▸ **TASK DIRECTIONS**: Count the lines in the rows below that contain the string "woman", treating case as significant, and give only the number.

--- start SUPPLIED INFORMATION ---

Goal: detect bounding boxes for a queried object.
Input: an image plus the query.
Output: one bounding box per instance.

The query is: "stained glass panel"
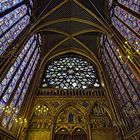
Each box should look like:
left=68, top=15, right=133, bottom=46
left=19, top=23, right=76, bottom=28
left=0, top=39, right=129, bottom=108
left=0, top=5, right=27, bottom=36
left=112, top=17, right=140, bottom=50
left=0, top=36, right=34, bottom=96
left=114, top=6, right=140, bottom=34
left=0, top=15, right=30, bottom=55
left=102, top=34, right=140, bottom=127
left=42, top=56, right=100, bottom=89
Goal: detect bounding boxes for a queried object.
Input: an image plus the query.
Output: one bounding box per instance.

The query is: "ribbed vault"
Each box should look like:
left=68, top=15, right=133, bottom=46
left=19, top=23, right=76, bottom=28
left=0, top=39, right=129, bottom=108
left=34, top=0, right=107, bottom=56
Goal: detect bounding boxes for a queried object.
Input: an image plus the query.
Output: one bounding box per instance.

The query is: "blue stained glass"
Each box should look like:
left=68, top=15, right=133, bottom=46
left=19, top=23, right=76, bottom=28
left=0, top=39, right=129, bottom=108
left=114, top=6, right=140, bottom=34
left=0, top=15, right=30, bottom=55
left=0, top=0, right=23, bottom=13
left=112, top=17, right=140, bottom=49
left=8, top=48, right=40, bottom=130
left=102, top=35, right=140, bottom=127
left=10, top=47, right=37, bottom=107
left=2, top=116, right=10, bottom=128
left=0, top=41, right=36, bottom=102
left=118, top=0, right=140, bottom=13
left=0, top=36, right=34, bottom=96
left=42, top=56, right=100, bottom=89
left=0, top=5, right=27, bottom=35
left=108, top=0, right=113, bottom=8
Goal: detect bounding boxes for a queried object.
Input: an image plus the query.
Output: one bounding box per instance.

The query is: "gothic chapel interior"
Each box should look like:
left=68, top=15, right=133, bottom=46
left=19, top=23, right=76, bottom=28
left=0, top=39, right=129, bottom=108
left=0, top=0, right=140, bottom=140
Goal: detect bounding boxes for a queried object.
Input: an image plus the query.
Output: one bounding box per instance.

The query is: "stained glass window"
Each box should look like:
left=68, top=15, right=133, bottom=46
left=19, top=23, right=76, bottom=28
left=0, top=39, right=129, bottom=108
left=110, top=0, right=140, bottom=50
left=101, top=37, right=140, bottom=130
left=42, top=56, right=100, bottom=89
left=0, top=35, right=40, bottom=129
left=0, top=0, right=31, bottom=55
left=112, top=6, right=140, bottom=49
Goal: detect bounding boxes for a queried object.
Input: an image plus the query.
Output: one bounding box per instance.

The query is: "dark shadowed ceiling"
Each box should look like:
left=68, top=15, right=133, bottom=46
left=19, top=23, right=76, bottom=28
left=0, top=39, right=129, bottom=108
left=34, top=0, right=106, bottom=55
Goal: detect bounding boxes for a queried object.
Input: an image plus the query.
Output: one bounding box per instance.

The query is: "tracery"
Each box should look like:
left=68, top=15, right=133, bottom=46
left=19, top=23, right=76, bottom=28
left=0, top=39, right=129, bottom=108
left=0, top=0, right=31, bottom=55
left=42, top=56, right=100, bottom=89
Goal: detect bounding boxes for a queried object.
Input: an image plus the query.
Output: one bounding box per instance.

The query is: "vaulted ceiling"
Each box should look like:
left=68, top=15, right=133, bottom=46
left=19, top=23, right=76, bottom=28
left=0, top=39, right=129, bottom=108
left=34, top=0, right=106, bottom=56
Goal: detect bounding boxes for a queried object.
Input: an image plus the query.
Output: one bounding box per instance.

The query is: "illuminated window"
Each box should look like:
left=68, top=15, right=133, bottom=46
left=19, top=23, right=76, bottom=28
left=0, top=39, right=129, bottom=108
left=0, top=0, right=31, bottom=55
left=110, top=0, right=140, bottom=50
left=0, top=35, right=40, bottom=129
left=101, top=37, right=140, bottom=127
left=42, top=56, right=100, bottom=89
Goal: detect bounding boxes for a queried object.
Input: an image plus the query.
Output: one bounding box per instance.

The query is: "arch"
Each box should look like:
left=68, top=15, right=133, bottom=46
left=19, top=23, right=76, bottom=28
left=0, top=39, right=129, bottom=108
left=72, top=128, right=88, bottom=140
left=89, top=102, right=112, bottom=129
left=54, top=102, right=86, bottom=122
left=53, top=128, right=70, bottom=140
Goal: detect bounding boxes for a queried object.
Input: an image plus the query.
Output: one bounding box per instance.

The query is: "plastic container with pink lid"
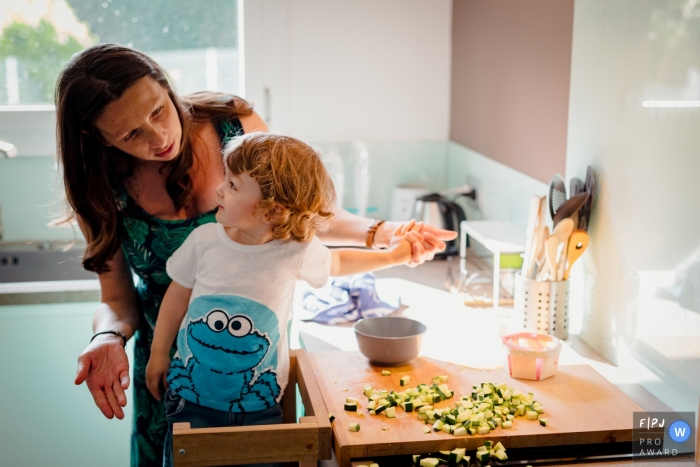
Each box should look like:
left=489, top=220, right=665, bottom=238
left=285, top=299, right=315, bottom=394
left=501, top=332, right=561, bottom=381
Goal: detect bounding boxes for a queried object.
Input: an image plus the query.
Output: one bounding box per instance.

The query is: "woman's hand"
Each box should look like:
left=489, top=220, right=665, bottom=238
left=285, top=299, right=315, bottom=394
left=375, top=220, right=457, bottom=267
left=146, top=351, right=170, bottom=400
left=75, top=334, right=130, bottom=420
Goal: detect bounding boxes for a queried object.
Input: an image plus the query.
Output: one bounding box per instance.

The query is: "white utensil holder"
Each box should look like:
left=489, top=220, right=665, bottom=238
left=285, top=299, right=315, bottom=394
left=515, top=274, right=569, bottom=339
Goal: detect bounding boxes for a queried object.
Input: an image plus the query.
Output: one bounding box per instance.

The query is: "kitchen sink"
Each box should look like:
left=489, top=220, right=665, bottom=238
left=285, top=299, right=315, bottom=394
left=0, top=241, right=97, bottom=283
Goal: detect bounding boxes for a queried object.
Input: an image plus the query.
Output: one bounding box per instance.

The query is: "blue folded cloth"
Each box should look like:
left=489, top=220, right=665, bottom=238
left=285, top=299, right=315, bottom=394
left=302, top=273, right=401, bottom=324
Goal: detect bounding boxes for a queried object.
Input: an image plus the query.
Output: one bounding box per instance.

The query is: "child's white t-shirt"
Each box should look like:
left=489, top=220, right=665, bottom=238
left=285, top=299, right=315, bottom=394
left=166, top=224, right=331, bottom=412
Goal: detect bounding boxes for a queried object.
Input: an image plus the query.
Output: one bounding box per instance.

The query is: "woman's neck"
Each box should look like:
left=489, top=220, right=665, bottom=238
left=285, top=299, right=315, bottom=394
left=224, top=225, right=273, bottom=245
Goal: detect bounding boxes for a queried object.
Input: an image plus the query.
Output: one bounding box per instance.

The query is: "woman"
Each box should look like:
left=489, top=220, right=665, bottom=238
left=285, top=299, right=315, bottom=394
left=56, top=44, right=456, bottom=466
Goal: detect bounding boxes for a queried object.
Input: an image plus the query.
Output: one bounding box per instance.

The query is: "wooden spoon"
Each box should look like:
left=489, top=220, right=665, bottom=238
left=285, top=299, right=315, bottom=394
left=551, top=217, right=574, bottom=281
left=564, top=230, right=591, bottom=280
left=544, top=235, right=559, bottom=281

--- end SUPPLIED INFORMATION ---

▸ **THE SOLUTION**: 3